- **Selected text**

Past Experiences/Conditions

Do you believe that you were neglected or abused as a child?
Yes/No

Were your caregivers available to soothe and protect you when you had adverse experiences?
Yes/No

Did you experience ongoing traumatic events in your childhood?
Yes/No

Did you have the sense that you wanted to escape from your family home, but lacked the means to do so?
Yes/No

Did you have regular fantasies about being rescued from your life?
Yes/No

Were your experiences and perceptions regularly denied or discounted?
Yes/No

Did you feel that your parents were cruel?
Yes/No

Did you feel that your caregivers were insensitive to your needs
Yes/No

Did you feel that you were essentially invisible to your parents?
Yes/No

Did you lack any of the basic necessities of life?
Yes/No

Did you regularly have the sense that you hated yourself?
Yes/No

Did you find it especially difficult to calm down or soothe your own distress?
Yes/No

Did you use substances (including food) to regulate your emotions?
Yes/No

Did you feel spaced out like your body was there but you were not?
Yes/No

Were you responsible for meeting the needs of or soothing the distress of your own parent(s)?
Yes/No

Did your parents misuse substances?
Yes/No

Did you feel chronically vigilant, like you were on guard all the time for then next bad thing that was going to happen?
Yes/No

Did you have other sources of trauma in your childhood such as being bullied at school?
Yes/No

Were your caregivers themselves traumatized in their childhoods?

- **Exercise**
Reproduce the past experiences checklist word for word, starting at "Were your caregivers available" and ending at "denied or discounted?".

- **Collected data**
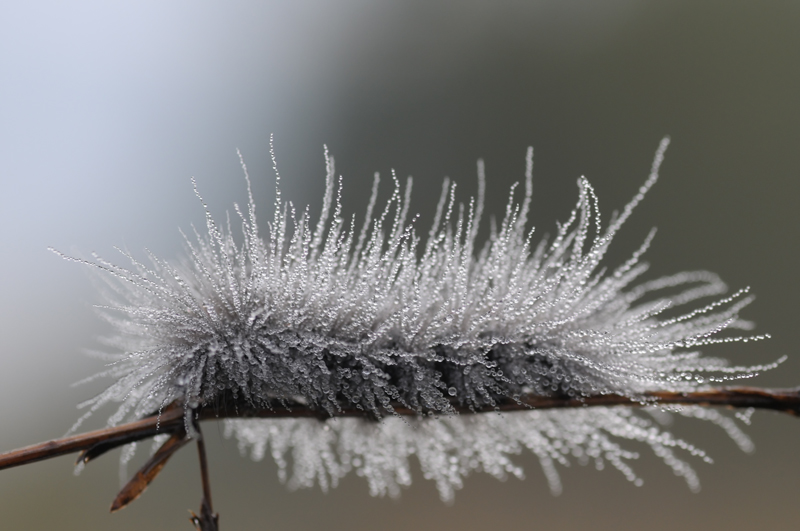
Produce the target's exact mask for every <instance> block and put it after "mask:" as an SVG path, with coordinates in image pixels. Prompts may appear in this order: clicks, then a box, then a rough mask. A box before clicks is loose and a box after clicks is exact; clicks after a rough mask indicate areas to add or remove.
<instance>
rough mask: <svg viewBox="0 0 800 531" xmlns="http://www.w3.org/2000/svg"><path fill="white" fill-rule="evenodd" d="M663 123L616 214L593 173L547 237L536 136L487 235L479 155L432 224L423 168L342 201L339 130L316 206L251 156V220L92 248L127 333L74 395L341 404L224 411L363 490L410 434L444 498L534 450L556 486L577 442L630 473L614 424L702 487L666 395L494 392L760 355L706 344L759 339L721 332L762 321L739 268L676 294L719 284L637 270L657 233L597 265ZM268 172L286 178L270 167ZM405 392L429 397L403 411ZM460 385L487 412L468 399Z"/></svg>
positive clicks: (644, 379) (249, 183) (515, 468)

- **Task result**
Were your caregivers available to soothe and protect you when you had adverse experiences?
Yes/No

Did you experience ongoing traumatic events in your childhood?
Yes/No

Did you have the sense that you wanted to escape from your family home, but lacked the means to do so?
Yes/No

Did you have regular fantasies about being rescued from your life?
Yes/No

Were your experiences and perceptions regularly denied or discounted?